What you are asked to do>
All lines from the one with "Target: stone castle tower" through the final line of the records below must be written out exactly, with no other text.

Materials provided>
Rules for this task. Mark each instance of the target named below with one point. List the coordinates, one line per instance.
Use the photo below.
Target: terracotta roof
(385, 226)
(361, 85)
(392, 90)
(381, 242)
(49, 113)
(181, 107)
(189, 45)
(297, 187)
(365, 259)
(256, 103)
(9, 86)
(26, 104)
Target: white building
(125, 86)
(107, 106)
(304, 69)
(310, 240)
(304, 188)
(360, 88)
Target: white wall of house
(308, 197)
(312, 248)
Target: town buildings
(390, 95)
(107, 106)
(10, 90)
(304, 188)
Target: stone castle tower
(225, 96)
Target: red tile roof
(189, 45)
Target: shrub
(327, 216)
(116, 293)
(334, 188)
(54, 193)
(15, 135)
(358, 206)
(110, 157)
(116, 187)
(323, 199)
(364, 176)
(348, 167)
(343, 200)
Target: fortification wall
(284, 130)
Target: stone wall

Answer to this exercise>
Target: stone castle tower
(225, 96)
Target: red tile roof
(189, 45)
Target: shrub
(327, 216)
(116, 293)
(334, 188)
(54, 193)
(15, 135)
(358, 206)
(110, 157)
(116, 187)
(323, 199)
(364, 176)
(348, 167)
(343, 200)
Target: fortification wall
(284, 130)
Target: stone wall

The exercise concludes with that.